● TASK BRIEF
Count the lines in the rows below that contain the string "woman", with uppercase and lowercase letters treated as different. Give only the number.

● DATASET EXTRACT
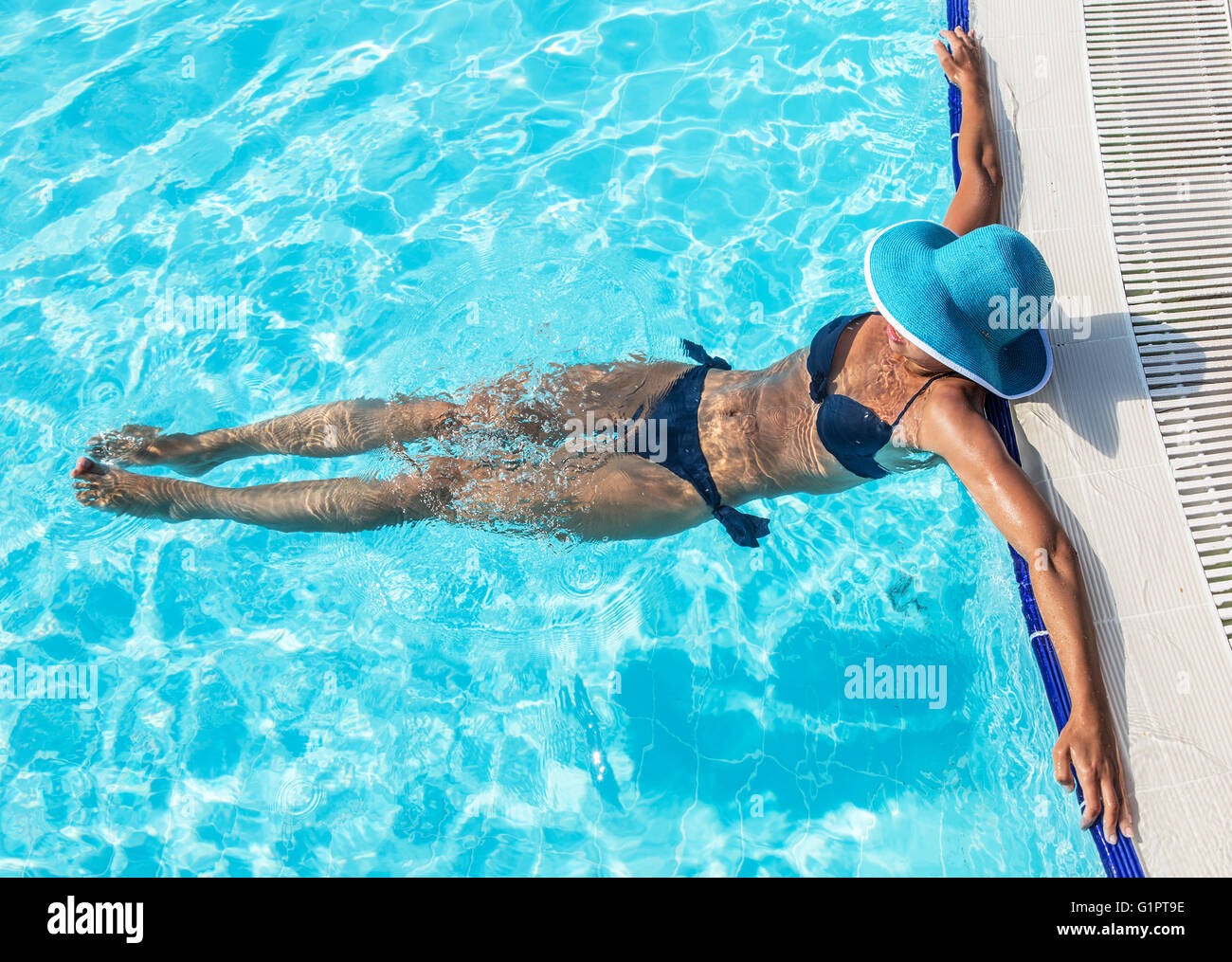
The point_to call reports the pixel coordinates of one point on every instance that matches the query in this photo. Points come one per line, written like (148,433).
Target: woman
(887,390)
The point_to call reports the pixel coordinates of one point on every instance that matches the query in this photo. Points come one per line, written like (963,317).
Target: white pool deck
(1095,439)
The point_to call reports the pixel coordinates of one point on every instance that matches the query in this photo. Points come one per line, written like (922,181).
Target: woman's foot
(116,490)
(139,444)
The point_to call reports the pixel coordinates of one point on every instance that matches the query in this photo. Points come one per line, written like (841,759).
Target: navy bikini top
(849,430)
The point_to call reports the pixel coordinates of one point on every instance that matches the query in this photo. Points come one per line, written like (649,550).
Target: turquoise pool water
(414,197)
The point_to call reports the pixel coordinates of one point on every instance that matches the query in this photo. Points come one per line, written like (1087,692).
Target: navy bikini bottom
(678,411)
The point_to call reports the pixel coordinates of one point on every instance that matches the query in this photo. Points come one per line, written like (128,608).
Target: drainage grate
(1161,73)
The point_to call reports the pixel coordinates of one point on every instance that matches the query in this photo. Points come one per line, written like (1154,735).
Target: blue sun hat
(974,302)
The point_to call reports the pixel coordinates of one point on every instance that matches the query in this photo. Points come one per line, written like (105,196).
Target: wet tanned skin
(756,431)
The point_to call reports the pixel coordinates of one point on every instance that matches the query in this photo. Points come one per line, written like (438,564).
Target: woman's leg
(587,496)
(325,430)
(542,408)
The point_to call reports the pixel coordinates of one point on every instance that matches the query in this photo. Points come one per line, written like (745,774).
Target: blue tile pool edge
(1120,860)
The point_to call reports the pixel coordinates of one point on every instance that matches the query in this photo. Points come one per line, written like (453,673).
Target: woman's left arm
(957,430)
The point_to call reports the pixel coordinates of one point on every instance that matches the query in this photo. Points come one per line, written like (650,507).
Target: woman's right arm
(957,430)
(977,201)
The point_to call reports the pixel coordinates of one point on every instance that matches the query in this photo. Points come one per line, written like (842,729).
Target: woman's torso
(759,427)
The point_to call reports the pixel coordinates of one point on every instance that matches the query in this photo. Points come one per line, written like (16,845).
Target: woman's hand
(964,62)
(1088,744)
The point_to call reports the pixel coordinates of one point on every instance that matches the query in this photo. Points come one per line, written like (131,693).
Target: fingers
(1113,806)
(1092,797)
(948,63)
(1126,817)
(1060,768)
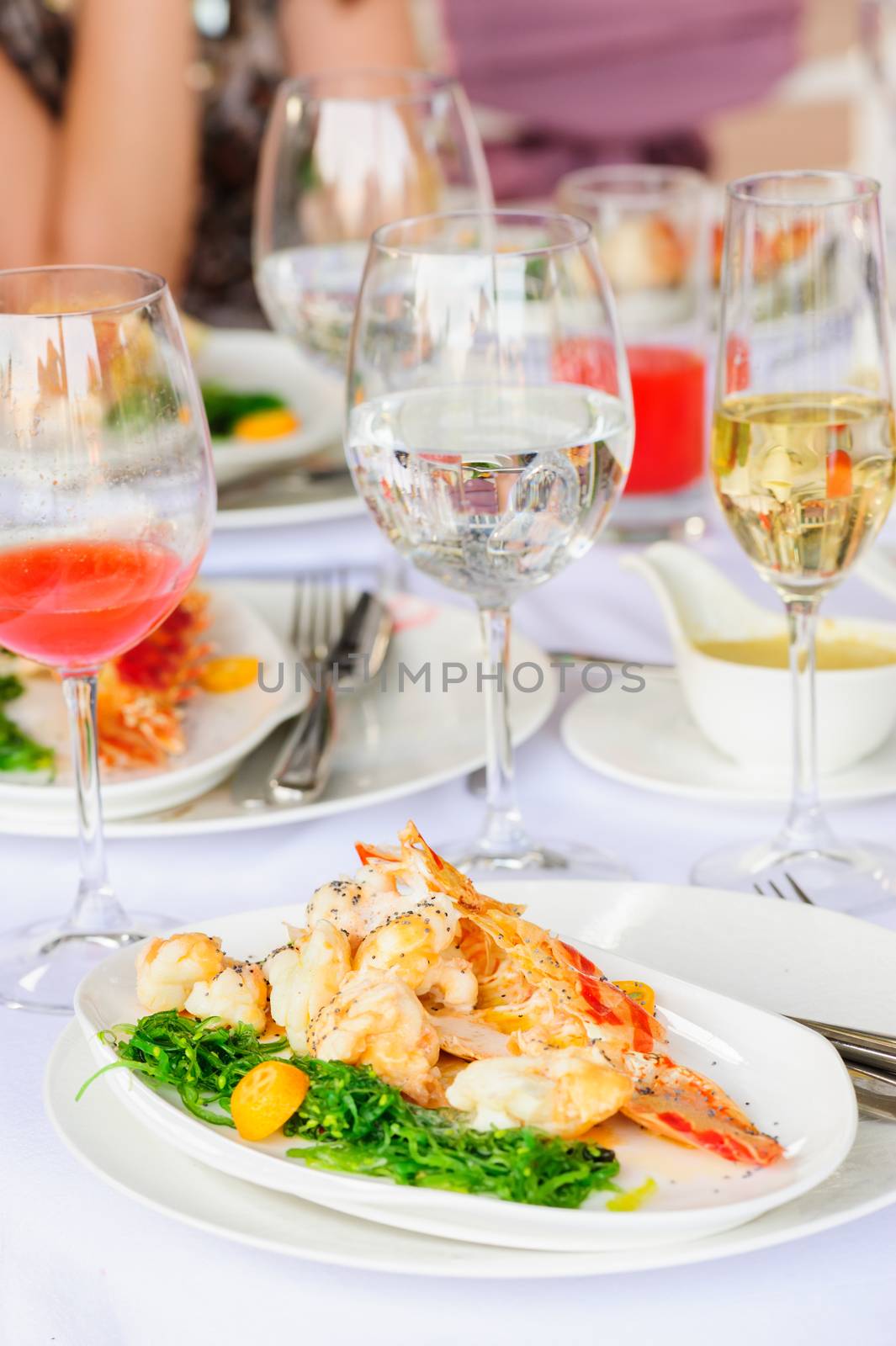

● SOLUTION
7